SET OF TASKS.
a. Return the passage of the sleeve gastrectomy study text from "Surgical technique" up to and including "entire fundus resection.".
b. Answer these questions using the sleeve gastrectomy study text.
(i) Which software version was used for the data analysis?
(ii) At which months after surgery did the follow-up visits take place?
(iii) How far above the pylorus was the starting point for stapling?
c. Write what comes next in the sleeve gastrectomy study text, starting after its final sentence.

SOURCE DOCUMENT.
**********
Bile acid is a complex metabolic molecule that directly affects not only lipid metabolism but also intestinal peptide secretion and blood glucose control [5]. Bile acids are considered to be important mediators of weight loss and metabolic changes after bariatric surgery [6,7,8,9], and different proportions of bile acids are related to different characteristics of glucose metabolism [10, 11]. Most studies report increased bile acid concentrations after bariatric surgery [12, 13], but others reveal inconsistent changes in bile acid scores [14,15,16].

In our study, we explored the changes in glucose and lipid levels in overweight and obese prediabetic patients who underwent LSG, and the changes in bile acids observed in prediabetic patients are discussed.


Study design and patient selection

A retrospective observational study of a collected database was conducted in patients undergoing LSG in the Department of Metabolic and Obesity Surgery of the First Affiliated Hospital of Jinan University (Guangzhou, China) between January 2016 and October 2018. He et al. [17] found that comorbidity, mortality, and body composition data consistently supported the use of a lower BMI cutoff in Chinese patients than in white patients. Therefore, Chinese patients have their own standard BMI. The inclusion criteria were body mass index (BMI) ≥ 32.5 kg/m2 or ≥ 27.5 kg/m2 with one or more comorbid condition (hypertension, type 2 diabetes, dyslipidaemia, or OSA) that failed to be managed by lifestyle modification. The exclusion criteria were patients with a history of bariatric surgery or cholecystectomy. Moreover, patients with prediabetes were diagnosed according to CAD guidelines [18]. Patients with either impaired fasting glucose (IFG) or impaired glucose tolerance (IGT) and 6.0 to 6.4% HbA1c met the prediabetes diagnosis criteria. Patients were divided into three groups: T2DM, prediabetes and nondiabetes, according to their diabetes status. All participants were informed and consented to be involved in this study.

All patients completed a systematic routine examination before bariatric surgery and during each follow-up visit at 1, 3, 6, and 12 months postoperatively. The examination included routine physical examination, weight determination, obesity-related comorbidity investigation, and routine laboratory tests. Data, including age, sex, body weight, height, BMI, surgical method, HbA1c, insulin, C-peptide, fasting glucose, total bile acid (TBA), cholesterol (CHOL), triglyceride (TG), LDL-c, HDL-c, alanine transaminase (ALT), and aspartate transaminase (AST) were collected from medical records at baseline and during follow-up visits.

Surgical technique

All surgical procedures were performed laparoscopically following standardized methodology by experienced surgical experts. The stomach was resected from the starting point for stapling, approximately 2–4 cm above the pylorus, followed by an entire fundus resection.

Statistical analysis

The data are reported as the mean, standard deviation, and percentage. Statistical Product and Service Solution version 19.0 (SPSS 19.0, SPSS Inc., Chicago, IL) was used for data analysis. Student’s t-test or Mann–Whitney test was used to analyse continuous data. P ≤ 0.05 was considered statistically significant. The Pearson or Spearman coefficients were used for correlation analyses. Excel illustrates the line chart for listing variations of examined items.
**********
Dataset items:
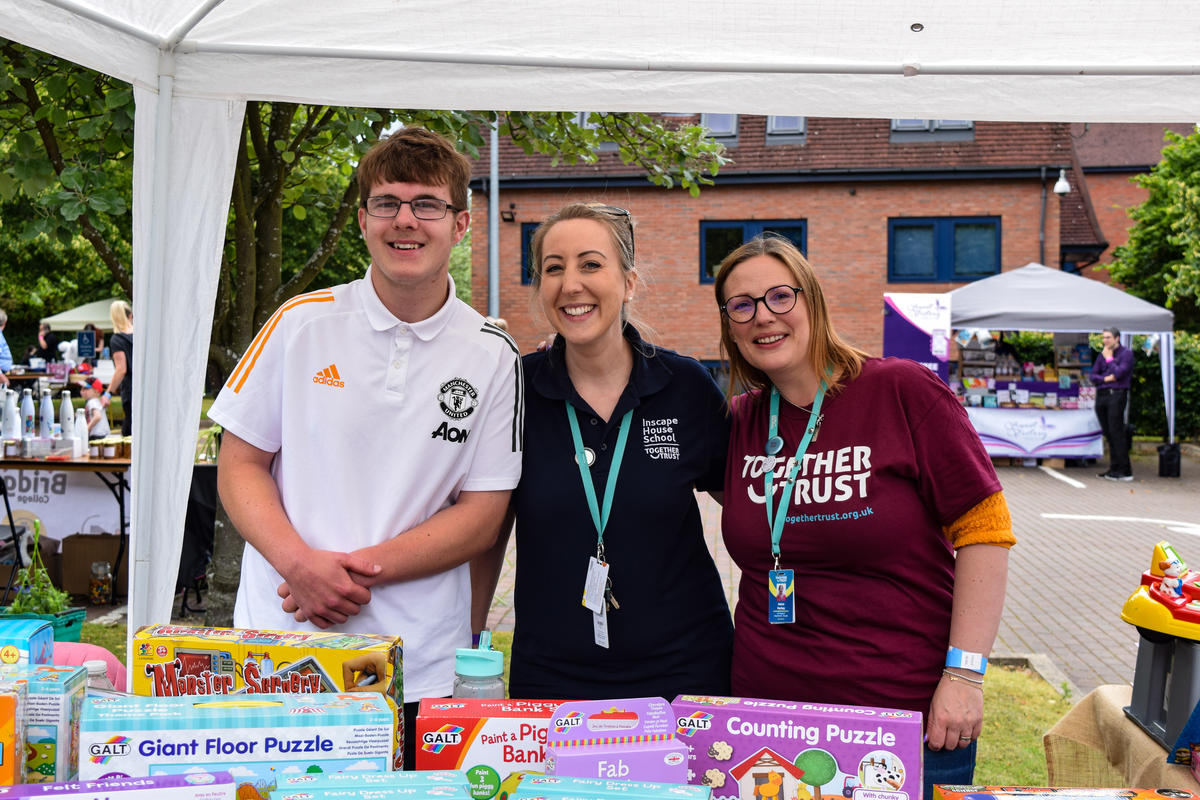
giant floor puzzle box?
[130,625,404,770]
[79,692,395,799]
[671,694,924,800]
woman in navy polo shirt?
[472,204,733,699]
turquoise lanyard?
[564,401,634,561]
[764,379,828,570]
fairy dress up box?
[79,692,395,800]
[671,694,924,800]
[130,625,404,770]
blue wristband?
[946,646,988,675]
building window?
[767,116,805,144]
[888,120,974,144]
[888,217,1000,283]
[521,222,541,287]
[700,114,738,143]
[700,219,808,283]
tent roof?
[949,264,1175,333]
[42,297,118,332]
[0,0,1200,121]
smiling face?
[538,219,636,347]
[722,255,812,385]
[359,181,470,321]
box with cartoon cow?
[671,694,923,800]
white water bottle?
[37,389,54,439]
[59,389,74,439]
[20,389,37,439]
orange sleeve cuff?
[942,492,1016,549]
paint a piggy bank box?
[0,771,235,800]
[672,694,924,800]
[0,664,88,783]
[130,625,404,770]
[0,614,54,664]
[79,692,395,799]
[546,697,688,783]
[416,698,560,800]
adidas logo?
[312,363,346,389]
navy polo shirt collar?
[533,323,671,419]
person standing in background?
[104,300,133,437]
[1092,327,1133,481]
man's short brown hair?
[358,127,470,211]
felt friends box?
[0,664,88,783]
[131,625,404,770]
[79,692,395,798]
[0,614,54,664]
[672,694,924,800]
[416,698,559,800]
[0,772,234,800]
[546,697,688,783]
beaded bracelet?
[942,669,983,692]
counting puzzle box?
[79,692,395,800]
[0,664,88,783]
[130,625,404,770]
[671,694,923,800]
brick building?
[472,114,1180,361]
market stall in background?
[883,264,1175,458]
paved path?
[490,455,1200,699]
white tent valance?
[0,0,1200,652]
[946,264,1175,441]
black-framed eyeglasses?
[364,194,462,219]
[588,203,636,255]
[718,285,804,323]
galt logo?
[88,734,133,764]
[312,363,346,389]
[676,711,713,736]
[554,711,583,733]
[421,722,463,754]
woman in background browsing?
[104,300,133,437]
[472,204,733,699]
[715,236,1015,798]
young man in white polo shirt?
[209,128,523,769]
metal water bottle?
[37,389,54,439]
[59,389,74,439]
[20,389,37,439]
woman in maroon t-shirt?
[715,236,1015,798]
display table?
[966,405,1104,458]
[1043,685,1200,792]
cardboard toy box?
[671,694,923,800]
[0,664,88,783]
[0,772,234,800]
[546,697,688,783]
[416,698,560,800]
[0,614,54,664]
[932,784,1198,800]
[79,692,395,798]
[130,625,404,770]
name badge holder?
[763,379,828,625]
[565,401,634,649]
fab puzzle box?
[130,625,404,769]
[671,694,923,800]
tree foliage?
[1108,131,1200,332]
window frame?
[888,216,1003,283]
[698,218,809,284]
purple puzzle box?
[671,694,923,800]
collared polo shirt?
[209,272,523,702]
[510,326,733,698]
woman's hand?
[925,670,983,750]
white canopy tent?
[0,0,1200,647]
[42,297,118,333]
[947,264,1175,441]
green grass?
**********
PER-TASK ANSWERS.
a.
Surgical technique

All surgical procedures were performed laparoscopically following standardized methodology by experienced surgical experts. The stomach was resected from the starting point for stapling, approximately 2–4 cm above the pylorus, followed by an entire fundus resection.

b.
(i) Statistical Product and Service Solution version 19.0 (SPSS 19.0)
(ii) At 1, 3, 6, and 12 months
(iii) Approximately 2–4 cm

c.
A total of 220 patients undergoing sleeve gastrectomy presented in our centre from January 2016 to October 2018. Having excluded 8.9% (n = 18) of the individuals who presented with a history of choleocystomy, the remaining 202 individuals and their clinical characteristics are listed in Table 1. Sixteen percent (n = 32) of patients were diagnosed with prediabetes prior to bariatric surgery. Twelve out of 26 diabetics were newly diagnosed. Patients with a history of diabetes were managed with either oral anti-glycaemic agents or insulin alone or with a combination of oral agents and insulin. The medication was adjusted according to glycaemic status at each follow-up visit. The average BMI of the bariatric patients decreased significantly from 36.5 kg/m2 at baseline to 25.5 kg/m2 at 1 year post-surgery. Table 1 reveals that pre-op prediabetic patients had substantially greater BMIs than the other groups. Subgroup analysis of bile acid, glycaemic status, lipid profile and liver enzymes over time are shown in Table 2.

Table 1 The baseline of clinical characteristic of this study (excluded Cholecystomy)
Table 2 The variable at baseline and after bariatric surgery between the diabetes status of patient


At 1 year post-surgery, patients with prediabetes exhibited a continuous significant reduction in weight, BMI, HbA1c, insulin, C-peptide, glucose, and TG (P ≤ 0.05), as revealed in Table 2. There was no significant difference in CHOL at 1 year post-surgery. The total bile acid concentration was significantly different at 1 year post-surgery. HDL was significantly increased 6 months post-surgery (P ≤ 0.05). AST and ALT were significantly decreased at 3, 6 and 12 months post-surgery. Improvement in glycaemic control and body weight was seen 1 month after surgery, with continuous improvement during the next 12 months. Additionally, Spearman’s rho, as shown in Table 3, revealed a correlation between the change in bile acid and ALT improvements.

Table 3 Correlation analyses in the pre-diabetes of fasting serum of total bile acids, fasting serum lipids and measures of glucose metabolism for 1 years

Comparison between patients with different glucose statuses

Prior to bariatric surgery, there was a significant difference in HbA1c and glucose between prediabetes and diabetes patients at the significance level when P ≤ 0.05, as described in Table 2. Six months after surgery, glucose control in both groups was notably improved (Fig. 1a, b). There were no significant differences in HbA1c and glucose between any of the groups at 12 months postoperatively. The change in glucose between prediabetes and type 2 diabetes subjects was significantly different 1 year postoperatively (P ≤ 0.05). Lipid changes exhibited no significant differences between prediabetes and diabetes patients after bariatric surgery (Table 2 and Fig. 1c). The liver enzymes were improved postoperatively, but the value of prediabetes patients was higher than that of nondiabetic patients at baseline (Fig. 1).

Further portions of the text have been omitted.